Data for the task |
—————
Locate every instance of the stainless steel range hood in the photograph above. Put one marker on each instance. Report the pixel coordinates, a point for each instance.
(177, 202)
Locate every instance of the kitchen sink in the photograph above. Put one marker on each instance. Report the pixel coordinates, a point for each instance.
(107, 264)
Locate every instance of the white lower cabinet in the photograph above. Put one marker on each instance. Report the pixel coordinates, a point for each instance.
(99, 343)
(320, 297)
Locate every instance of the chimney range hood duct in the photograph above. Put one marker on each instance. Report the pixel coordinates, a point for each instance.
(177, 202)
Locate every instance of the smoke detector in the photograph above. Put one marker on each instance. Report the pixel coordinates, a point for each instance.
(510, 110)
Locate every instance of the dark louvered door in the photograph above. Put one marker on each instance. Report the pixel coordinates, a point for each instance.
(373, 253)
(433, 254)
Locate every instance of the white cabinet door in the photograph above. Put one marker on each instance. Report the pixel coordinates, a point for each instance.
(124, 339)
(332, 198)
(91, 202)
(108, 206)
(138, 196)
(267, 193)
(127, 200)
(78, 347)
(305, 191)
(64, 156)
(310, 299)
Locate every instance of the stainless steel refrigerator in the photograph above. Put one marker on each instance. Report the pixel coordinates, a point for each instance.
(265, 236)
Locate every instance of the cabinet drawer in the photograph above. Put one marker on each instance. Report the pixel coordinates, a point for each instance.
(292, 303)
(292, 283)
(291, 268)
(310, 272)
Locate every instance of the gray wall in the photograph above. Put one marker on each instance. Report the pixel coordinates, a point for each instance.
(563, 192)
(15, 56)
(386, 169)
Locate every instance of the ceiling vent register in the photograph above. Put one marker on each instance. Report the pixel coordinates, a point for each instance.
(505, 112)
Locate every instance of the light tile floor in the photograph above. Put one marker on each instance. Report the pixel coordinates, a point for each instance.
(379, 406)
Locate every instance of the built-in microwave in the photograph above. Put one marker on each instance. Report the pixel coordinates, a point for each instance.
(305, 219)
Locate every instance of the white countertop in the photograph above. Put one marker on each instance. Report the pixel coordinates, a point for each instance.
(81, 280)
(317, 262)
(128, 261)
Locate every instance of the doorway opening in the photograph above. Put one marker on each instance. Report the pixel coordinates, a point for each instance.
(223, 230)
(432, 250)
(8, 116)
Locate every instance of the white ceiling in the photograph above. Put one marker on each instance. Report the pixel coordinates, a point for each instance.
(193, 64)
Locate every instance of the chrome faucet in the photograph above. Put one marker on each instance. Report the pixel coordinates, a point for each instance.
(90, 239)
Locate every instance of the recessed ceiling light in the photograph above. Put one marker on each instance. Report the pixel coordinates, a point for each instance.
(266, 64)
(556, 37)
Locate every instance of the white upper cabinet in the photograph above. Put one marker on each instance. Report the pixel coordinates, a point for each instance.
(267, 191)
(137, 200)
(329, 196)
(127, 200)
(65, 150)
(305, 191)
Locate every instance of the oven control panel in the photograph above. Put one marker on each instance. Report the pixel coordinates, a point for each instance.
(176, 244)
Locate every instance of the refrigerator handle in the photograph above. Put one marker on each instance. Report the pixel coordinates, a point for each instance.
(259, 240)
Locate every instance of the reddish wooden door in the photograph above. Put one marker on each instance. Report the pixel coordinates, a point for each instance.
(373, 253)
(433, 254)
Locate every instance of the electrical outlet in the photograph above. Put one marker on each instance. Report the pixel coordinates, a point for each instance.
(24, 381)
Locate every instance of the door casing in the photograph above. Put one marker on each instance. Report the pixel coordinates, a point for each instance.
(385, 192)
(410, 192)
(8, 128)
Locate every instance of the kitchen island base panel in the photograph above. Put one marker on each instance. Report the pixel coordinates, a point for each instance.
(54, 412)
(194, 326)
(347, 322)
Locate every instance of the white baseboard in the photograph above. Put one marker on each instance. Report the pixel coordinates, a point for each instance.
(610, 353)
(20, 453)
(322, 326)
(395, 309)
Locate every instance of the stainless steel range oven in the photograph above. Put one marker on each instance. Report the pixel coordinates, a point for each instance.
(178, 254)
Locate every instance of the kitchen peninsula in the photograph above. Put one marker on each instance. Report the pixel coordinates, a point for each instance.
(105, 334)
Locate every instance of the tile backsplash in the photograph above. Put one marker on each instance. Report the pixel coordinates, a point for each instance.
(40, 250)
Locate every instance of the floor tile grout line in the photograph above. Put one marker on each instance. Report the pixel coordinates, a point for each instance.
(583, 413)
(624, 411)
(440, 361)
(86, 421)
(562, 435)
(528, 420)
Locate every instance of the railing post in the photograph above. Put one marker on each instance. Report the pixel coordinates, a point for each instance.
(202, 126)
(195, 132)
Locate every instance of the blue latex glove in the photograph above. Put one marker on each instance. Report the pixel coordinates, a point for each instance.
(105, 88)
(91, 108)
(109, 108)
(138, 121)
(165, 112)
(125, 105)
—————
A complete, exact copy of the material above is the expected answer.

Solution for this exercise |
Locate every instance of the stainless steel range hood in the photograph above. Put one marker on each instance. Report the pixel coordinates, a point for each instance.
(177, 202)
Locate every instance of the kitchen sink in the photograph above. Put one marker on each instance. Report the pixel coordinates, a point for each instance.
(107, 264)
Locate every instance of the white lower cabinet in the photograph above. Put one marker on each instance. Report the pixel coordinates, a point for each instance.
(99, 343)
(320, 297)
Locate every instance of the chimney range hood duct in the photograph above. Put one marker on each instance. Report the pixel coordinates, a point for each instance.
(177, 202)
Locate every instance of the smoke detector in the photograph above. Put one marker on each instance. Report the pixel coordinates, a point for each instance.
(510, 110)
Locate every instance of the dark louvered door in the photograph above. Put one marker on each instance. Report the pixel coordinates, a point for each instance.
(373, 253)
(433, 254)
Locate every instance of the white cabinet door in the photograph above. Put one marker on each instance. Report the pixel coordinates, a point for each instance.
(124, 339)
(332, 198)
(91, 202)
(108, 206)
(138, 196)
(267, 193)
(127, 200)
(78, 347)
(305, 191)
(64, 156)
(310, 299)
Locate every instance of the stainless steel refrigerator in the photograph above. Put one marker on each instance. Report the pixel coordinates, a point for each instance.
(265, 236)
Locate every instance of the cabinet drawer in the photograph above. Put one marker on each instance. Report the pixel coordinates, a point for each instance.
(292, 303)
(292, 283)
(291, 268)
(310, 272)
Locate every instance of the gray wall in the photograph above. Put one marker on each instance. Report the pixel coordinates, a point for each instance.
(563, 192)
(15, 56)
(386, 169)
Locate every instance of the ceiling vent register in the photograph above. Put one marker on each instance. Report the pixel coordinates, a point for each instance.
(505, 112)
Locate every instance of the light tile floor in the photograph above. Put one marker on each instance. Report the pixel coordinates, a point for each instance.
(379, 406)
Locate every instance of the built-in microwave in the photograph above. Put one marker on each instance. Report the pixel coordinates, a point for each instance.
(305, 219)
Locate every instance of the white countertop in the photograph above. Put one marker on each instance. Report the pixel coordinates, a point for each instance.
(81, 280)
(317, 262)
(128, 261)
Locate every instance of the doorway opening in the photograph above. Put one marker on each instance. Report the pixel coordinates, a point for each instance.
(223, 230)
(432, 250)
(8, 116)
Locate every instance of the white ceiling in the photograph above. Put one marker on each instance. Report the pixel coordinates, a point for each instance.
(193, 64)
Locate every instance of the chrome faucet in the photograph above. Put one marker on each instance. Report the pixel coordinates, a point for each instance.
(90, 239)
Locate every instance of the recessed ceiling light in the photograph above. Put one marker on each instance. Report the pixel coordinates, a point for each instance.
(266, 64)
(556, 37)
Locate every instance of the white upper cabinet in the photograph above. Put one marker on each instance. Report the pixel coordinates, a point for each instance.
(267, 191)
(137, 200)
(329, 196)
(127, 200)
(65, 150)
(305, 191)
Locate every instance of the oven control panel in the photograph above. Put one marker on each instance. Report the pixel coordinates, a point for each instance.
(176, 244)
Locate every instance of the refrigerator handle in the photograph above. Put one marker on each instance. Report the pixel coordinates, a point for each instance.
(259, 240)
Locate every instance of the reddish wooden door in the photograph above. Put one marker on each instance. Report the pixel coordinates, a point for each instance.
(373, 253)
(433, 254)
Locate every instance of the electrical outlet in the photograph above. Put one marker on each instance. Report the pixel coordinates, a point for each instance.
(24, 381)
Locate every instance of the door casing in the photograph above. Put one marker on each instance. Report the pixel coordinates, a point for each instance.
(385, 192)
(410, 192)
(8, 128)
Locate every instance of the kitchen island base panel in the photograph above. Put one marker on each instance. Report the pixel coordinates, a point for each instance.
(54, 412)
(194, 326)
(347, 322)
Locate every instance of the white baseboard in the photograph above. Put one marker on each instance. Report the pixel coordinates, a point for each instance.
(610, 353)
(20, 453)
(322, 326)
(395, 309)
Locate every instance of the stainless steel range oven in the photograph above. Put one marker on each instance. Report the pixel coordinates, a point for each instance.
(178, 254)
Locate every instance of the kitchen peninsula in the photograph above. Put one marker on each instance. Report the pixel coordinates, a point for each instance.
(105, 334)
Locate every instance of the tile backsplash in the photograph above. Put one marker on each instance. Report the pixel coordinates, a point for each instance.
(40, 250)
Locate every instance of the floor tile grout line in the photograph above. Put one marker on each instance. Report the pixel coordinates, a point for each instance.
(583, 413)
(624, 411)
(440, 361)
(86, 421)
(562, 435)
(528, 420)
Locate every instance of the railing post in the photograph above. Put one marker on each instance. Report the pixel coordinates, a point for each instance.
(202, 126)
(195, 132)
Locate every instance of the blue latex glove in the photograph above. Put one marker on each instance. Report the pixel coordinates, a point for each instance.
(105, 88)
(91, 108)
(109, 108)
(138, 121)
(165, 112)
(125, 105)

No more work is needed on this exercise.